[Saved data entries]
···

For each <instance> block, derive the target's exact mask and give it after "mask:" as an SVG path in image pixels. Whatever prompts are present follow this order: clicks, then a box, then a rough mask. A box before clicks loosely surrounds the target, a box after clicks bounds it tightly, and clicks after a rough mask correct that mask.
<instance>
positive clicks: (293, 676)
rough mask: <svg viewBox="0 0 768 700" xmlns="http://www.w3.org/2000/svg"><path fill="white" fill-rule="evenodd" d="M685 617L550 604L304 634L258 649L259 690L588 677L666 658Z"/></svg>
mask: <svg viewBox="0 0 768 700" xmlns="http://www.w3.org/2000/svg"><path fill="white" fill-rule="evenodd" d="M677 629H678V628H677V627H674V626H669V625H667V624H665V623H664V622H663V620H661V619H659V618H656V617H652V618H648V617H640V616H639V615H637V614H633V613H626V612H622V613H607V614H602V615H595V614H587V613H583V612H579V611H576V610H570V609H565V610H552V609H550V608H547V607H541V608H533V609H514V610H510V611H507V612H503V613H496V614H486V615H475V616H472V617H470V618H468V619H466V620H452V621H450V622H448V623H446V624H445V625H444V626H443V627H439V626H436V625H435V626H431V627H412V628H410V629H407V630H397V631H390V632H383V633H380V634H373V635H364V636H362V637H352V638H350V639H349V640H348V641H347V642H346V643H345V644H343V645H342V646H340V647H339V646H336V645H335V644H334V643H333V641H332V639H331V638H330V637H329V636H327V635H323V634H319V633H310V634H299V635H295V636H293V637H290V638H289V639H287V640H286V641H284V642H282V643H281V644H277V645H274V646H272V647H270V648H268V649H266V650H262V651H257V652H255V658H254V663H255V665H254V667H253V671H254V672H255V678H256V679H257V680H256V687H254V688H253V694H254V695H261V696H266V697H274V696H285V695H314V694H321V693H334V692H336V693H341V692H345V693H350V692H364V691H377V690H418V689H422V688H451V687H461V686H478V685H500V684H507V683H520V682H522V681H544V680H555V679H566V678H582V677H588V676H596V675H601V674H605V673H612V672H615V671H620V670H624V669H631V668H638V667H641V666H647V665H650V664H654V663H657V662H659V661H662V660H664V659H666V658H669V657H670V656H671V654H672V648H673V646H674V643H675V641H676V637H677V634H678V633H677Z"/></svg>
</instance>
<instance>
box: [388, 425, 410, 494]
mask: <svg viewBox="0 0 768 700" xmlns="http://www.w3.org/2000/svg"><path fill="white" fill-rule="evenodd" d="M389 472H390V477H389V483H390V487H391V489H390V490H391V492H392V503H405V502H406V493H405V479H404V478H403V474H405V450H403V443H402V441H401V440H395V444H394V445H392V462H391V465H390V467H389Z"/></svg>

···

__YOUR ASSIGNMENT__.
Pull every line with "clicks" from the records.

__OUTPUT FOR THIS TASK__.
For each <instance> block, derive the target's exact mask and give it after "mask:" as an SVG path in image pixels. Whatever prompts are present follow this order: clicks, then a box, then a rough mask. A box before clicks loosely surrounds the target, a box after clicks bounds it tightly, and clicks after a rough mask correct that mask.
positive clicks: (293, 676)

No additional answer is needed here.